* [PASSAGE GIVEN]
________
I would wager a guess that your enumeration / deletion / creation is causing some synchronization problems with the handles. If CreateDirectory is anything like CreateFile (and I would assume the logic behind it would be shared), then you would see similar behaviour to CreateFile:

If you call CreateFile on a file that is pending deletion as a result of a previous call to DeleteFile, the function fails. The operating system delays file deletion until all handles to the file are closed. GetLastError returns ERROR_ACCESS_DENIED.

GalacticJello
In my test tool, I repeatedly create and remove a directory whose name I can pretty much guarantee nobody else would use. Say it's "my hovercraft is full of eels" (which it actually has been, but I try to use something different every time). Since my test tool is single-threaded, some other process would have to be removing my directory at the moment I try to create it. That seems unlikely.
Integer Poet
But remember you are constantly enumerating the parent directory, which would include it's children, which would include your directory that you are creating and deleting (no matter how crazily it is named). Think about it: One process is commanding "Give me all of the children of X", while the other process is commanding "Create a child of X" "Delete a child of X" at the same time. All the while, your subsystems (disk, queue, MTF, etc) are trying to keep up with all those demands. You can't ask for existence and demand its removal at the same time.
________
* [DO THIS] In the thread on creating and deleting a directory, why does the last reply argue that an unusual directory name does not protect against interference? Answer in one to three sentences.

(Shape labeling records)
________
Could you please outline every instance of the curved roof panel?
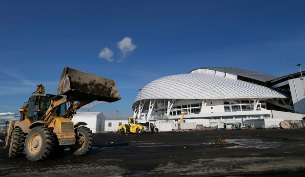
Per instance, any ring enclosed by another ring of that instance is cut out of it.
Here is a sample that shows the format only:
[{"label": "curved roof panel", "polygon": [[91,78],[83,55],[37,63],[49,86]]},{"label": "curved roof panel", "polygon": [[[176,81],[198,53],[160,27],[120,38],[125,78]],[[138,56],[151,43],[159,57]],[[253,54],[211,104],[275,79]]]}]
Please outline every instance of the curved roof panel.
[{"label": "curved roof panel", "polygon": [[[275,90],[244,81],[206,73],[169,76],[148,83],[141,99],[285,98]],[[140,93],[135,102],[140,99]]]}]

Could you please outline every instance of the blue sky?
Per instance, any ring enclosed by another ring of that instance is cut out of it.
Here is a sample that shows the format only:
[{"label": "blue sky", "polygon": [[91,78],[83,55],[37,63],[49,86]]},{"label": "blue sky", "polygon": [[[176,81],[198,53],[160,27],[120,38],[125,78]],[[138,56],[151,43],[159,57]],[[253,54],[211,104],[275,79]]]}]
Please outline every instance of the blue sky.
[{"label": "blue sky", "polygon": [[122,99],[89,111],[123,118],[138,89],[163,77],[206,66],[297,72],[304,9],[304,0],[1,0],[0,112],[18,112],[38,84],[55,94],[66,66],[116,80]]}]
________
* [SOLUTION] The parent directory is being constantly enumerated, and that enumeration covers its children, including the directory being created and deleted, whatever its name. One process is asking for all the children of the parent while the other is creating and deleting a child of it at the same time.